Task input
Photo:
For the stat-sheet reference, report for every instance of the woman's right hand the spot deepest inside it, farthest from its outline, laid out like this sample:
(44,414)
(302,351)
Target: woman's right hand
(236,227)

What is required
Your response needs to restate the lines above exactly.

Answer to this exercise
Photo:
For the stat-sheet reference, report for every instance of the woman's right hand the spot deepest inside it, farthest from its outline, laid out like this sample:
(44,414)
(302,351)
Target: woman's right hand
(236,227)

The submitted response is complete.